:: DATA ::

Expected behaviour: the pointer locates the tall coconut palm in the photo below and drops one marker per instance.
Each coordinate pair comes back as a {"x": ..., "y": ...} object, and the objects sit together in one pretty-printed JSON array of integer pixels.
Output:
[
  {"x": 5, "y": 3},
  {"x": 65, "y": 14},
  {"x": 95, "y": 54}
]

:::

◆ **STATED GOAL**: Copy out every line of the material above without changing a single character.

◆ **TASK OUTPUT**:
Expected behaviour: the pointer locates the tall coconut palm in the photo below and drops one marker per instance.
Each coordinate pair comes back as a {"x": ..., "y": ...} object, and the objects sit together in one pretty-printed JSON array of integer pixels.
Output:
[
  {"x": 5, "y": 3},
  {"x": 65, "y": 14},
  {"x": 95, "y": 54}
]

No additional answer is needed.